EXERCISE AIM: Pictures stay out of the copy; set down each line of the listing below exactly.

DATA EXTRACTS:
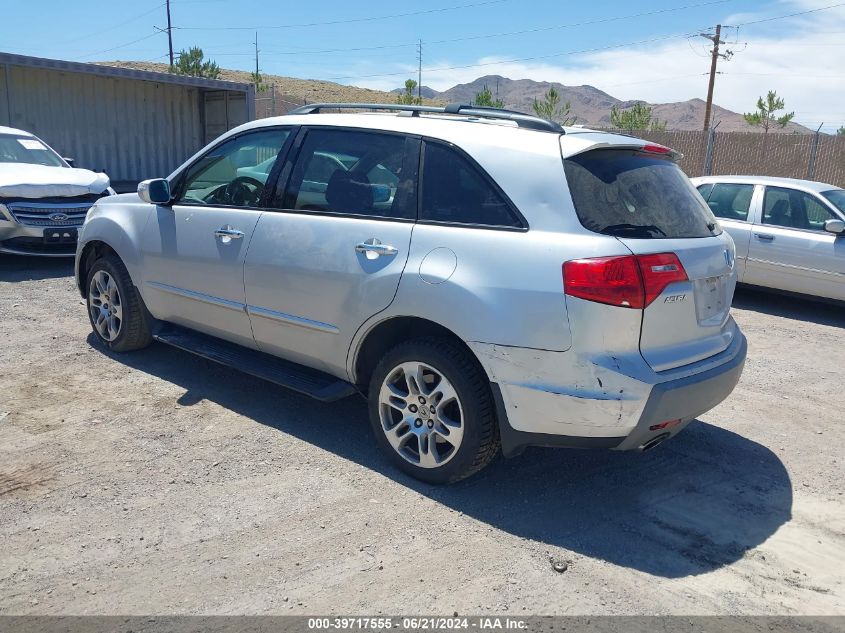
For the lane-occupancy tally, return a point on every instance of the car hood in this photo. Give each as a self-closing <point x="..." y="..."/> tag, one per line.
<point x="21" y="180"/>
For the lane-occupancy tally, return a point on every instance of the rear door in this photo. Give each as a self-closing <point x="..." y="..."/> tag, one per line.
<point x="790" y="250"/>
<point x="331" y="253"/>
<point x="646" y="202"/>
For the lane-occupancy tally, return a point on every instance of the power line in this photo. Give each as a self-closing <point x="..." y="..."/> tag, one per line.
<point x="788" y="15"/>
<point x="347" y="21"/>
<point x="540" y="29"/>
<point x="525" y="59"/>
<point x="114" y="26"/>
<point x="714" y="59"/>
<point x="114" y="48"/>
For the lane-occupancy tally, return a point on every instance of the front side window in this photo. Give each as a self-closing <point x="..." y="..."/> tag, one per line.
<point x="627" y="193"/>
<point x="455" y="191"/>
<point x="355" y="173"/>
<point x="836" y="197"/>
<point x="28" y="150"/>
<point x="730" y="201"/>
<point x="794" y="209"/>
<point x="235" y="172"/>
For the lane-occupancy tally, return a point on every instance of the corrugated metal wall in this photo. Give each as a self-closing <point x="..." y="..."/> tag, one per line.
<point x="128" y="128"/>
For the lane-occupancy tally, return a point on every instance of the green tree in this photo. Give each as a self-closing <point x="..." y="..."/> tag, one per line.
<point x="765" y="115"/>
<point x="485" y="98"/>
<point x="637" y="117"/>
<point x="192" y="62"/>
<point x="408" y="97"/>
<point x="258" y="80"/>
<point x="551" y="110"/>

EXERCISE SOLUTION:
For the lane-occupancy tally, return a point on every instance of the car hood in this photo. Give each as a self-closing <point x="..." y="..."/> tag, one per line.
<point x="21" y="180"/>
For the lane-occupancy tally, return a point on every instance of the rear door in this photo. Give each as a self-closing <point x="..." y="..."/> tag, one per line.
<point x="790" y="250"/>
<point x="331" y="253"/>
<point x="646" y="202"/>
For the lane-occupancy tally, return a point on every instance of the power line in this photo. Give each as a self-closing <point x="..." y="..."/> tag, one per line.
<point x="788" y="15"/>
<point x="347" y="21"/>
<point x="540" y="29"/>
<point x="525" y="59"/>
<point x="114" y="26"/>
<point x="714" y="59"/>
<point x="114" y="48"/>
For the lane-occupancy tally, return a point on every instance of the front side window in this photo. Give each as a self-closing <point x="..." y="..."/> tag, one per line.
<point x="627" y="193"/>
<point x="455" y="191"/>
<point x="355" y="173"/>
<point x="836" y="197"/>
<point x="28" y="150"/>
<point x="730" y="201"/>
<point x="794" y="209"/>
<point x="235" y="172"/>
For the lane-occupancy tally, return a point on every instance of the corrugated metal wall in this photo. Give each as a self-closing <point x="..." y="..."/> tag, one per line.
<point x="128" y="128"/>
For the lane-occupancy tally, return a point on every instance of the green tree in this photo. Give each as a self-closing <point x="..." y="..."/> tag, one per line.
<point x="765" y="115"/>
<point x="485" y="98"/>
<point x="637" y="117"/>
<point x="192" y="62"/>
<point x="408" y="97"/>
<point x="258" y="80"/>
<point x="551" y="110"/>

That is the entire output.